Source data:
[Start of Attachment]
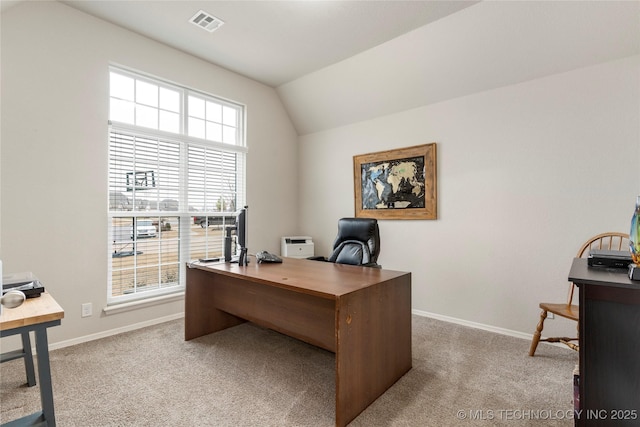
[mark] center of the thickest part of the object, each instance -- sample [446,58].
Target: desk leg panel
[44,376]
[200,316]
[373,344]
[End of Attachment]
▸ Work request
Omit every picture, then repeat the remaining data exactly as it appears above.

▸ Output of the task
[mark] center of the thickest part of the object, each instance -- sample [446,58].
Target: desk leg panel
[44,376]
[200,316]
[373,344]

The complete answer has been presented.